== Segment start ==

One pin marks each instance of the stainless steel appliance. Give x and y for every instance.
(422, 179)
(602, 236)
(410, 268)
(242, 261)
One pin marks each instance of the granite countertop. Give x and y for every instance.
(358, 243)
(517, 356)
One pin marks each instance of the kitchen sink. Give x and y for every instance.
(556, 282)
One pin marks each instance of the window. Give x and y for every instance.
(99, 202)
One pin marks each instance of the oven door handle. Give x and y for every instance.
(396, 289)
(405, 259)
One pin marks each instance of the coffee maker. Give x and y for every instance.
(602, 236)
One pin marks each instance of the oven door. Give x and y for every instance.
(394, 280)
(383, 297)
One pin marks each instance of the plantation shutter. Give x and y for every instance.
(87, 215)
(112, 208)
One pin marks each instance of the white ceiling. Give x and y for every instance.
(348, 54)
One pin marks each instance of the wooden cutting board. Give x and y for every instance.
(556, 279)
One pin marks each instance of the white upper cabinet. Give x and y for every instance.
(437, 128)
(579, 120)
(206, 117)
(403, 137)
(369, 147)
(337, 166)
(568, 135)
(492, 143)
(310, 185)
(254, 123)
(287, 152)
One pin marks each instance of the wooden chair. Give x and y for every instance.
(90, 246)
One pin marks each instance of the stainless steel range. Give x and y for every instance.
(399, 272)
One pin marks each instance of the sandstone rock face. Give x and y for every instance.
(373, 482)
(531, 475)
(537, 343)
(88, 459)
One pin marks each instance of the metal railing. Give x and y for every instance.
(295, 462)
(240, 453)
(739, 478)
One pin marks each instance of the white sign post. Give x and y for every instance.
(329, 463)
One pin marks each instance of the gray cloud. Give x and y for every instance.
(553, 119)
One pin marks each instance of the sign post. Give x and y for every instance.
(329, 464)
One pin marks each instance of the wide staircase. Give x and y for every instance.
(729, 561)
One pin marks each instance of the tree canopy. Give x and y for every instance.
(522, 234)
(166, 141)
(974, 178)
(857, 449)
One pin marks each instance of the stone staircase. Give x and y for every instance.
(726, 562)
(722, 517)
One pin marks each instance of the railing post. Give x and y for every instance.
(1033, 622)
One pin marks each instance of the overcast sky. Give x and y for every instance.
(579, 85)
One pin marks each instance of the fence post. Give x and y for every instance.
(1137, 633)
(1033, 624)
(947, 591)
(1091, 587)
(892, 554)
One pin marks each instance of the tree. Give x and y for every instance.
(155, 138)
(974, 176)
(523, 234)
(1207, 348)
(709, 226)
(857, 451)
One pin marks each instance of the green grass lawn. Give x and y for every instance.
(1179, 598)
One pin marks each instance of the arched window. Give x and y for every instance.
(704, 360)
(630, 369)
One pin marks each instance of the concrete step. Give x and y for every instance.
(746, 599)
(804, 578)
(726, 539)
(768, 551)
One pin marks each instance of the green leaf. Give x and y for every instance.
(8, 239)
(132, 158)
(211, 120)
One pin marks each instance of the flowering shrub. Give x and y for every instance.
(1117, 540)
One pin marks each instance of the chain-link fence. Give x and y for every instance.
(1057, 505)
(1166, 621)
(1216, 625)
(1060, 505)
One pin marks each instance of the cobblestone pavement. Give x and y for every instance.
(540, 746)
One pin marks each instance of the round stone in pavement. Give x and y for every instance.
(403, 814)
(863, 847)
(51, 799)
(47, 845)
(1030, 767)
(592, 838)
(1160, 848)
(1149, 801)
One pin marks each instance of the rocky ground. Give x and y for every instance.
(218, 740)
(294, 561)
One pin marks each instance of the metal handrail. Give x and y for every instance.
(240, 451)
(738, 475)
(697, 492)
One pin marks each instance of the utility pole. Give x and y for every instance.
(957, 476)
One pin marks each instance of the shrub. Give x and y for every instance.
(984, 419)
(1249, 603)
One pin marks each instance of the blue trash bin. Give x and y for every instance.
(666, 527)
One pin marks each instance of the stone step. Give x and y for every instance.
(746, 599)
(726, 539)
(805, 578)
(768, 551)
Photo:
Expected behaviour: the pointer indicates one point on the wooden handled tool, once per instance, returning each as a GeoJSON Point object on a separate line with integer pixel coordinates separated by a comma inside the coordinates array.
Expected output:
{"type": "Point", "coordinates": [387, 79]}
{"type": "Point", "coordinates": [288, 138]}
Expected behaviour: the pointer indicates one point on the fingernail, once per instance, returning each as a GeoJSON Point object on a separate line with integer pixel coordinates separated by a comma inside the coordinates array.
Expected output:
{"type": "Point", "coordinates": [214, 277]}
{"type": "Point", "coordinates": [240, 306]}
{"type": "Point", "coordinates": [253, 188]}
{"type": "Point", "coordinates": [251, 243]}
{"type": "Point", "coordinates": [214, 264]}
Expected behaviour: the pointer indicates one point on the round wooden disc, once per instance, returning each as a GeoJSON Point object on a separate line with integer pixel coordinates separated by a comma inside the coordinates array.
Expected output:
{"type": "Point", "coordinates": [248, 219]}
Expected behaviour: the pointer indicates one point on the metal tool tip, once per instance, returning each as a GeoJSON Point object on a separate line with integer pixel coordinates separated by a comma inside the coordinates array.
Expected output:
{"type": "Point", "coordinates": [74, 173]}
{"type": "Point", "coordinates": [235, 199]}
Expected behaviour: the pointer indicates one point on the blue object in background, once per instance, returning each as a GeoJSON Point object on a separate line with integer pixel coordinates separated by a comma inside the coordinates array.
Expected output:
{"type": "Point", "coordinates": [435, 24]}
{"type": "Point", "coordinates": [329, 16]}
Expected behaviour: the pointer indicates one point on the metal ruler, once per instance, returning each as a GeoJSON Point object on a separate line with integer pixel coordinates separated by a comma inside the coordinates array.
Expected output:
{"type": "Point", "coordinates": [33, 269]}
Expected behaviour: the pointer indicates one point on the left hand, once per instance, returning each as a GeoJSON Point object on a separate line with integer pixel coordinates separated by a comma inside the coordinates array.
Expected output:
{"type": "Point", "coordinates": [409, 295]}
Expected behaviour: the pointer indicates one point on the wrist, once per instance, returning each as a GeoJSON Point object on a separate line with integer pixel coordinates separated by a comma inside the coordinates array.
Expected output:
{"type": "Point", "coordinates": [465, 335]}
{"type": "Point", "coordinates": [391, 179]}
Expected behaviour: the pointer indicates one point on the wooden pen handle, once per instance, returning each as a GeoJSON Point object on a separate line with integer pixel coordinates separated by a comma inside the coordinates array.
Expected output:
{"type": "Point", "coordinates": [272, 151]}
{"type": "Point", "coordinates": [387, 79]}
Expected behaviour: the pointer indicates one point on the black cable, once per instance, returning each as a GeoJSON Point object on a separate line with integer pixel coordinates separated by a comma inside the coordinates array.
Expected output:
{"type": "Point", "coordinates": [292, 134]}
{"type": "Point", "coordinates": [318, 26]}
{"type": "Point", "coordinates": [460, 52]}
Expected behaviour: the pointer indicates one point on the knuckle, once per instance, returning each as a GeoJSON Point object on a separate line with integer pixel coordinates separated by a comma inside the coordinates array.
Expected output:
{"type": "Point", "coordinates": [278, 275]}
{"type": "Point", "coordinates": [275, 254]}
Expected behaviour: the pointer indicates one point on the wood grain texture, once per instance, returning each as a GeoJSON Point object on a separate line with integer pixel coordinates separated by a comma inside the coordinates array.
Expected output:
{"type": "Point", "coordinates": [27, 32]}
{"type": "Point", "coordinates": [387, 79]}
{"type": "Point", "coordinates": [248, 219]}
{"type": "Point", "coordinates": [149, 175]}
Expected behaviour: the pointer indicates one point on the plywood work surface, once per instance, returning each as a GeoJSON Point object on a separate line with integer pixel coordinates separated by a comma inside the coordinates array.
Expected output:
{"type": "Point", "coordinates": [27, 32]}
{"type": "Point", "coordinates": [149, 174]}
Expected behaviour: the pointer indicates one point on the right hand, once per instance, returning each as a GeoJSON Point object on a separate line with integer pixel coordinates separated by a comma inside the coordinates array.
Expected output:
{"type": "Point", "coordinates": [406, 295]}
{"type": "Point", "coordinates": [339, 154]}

== Segment end ==

## [Exercise prompt]
Would you report every line of the entries above containing the word "tool"?

## [Exercise solution]
Expected behaviour: the pointer indicates one point on the wooden handled tool, once per instance, returning each as a GeoJSON Point object on a separate line with integer pixel coordinates separated by a comma inside the coordinates array.
Expected behaviour: the pointer indicates one point on the metal tool tip, once per instance, returning each as a GeoJSON Point object on a separate line with integer pixel coordinates separated by a comma inside the coordinates array.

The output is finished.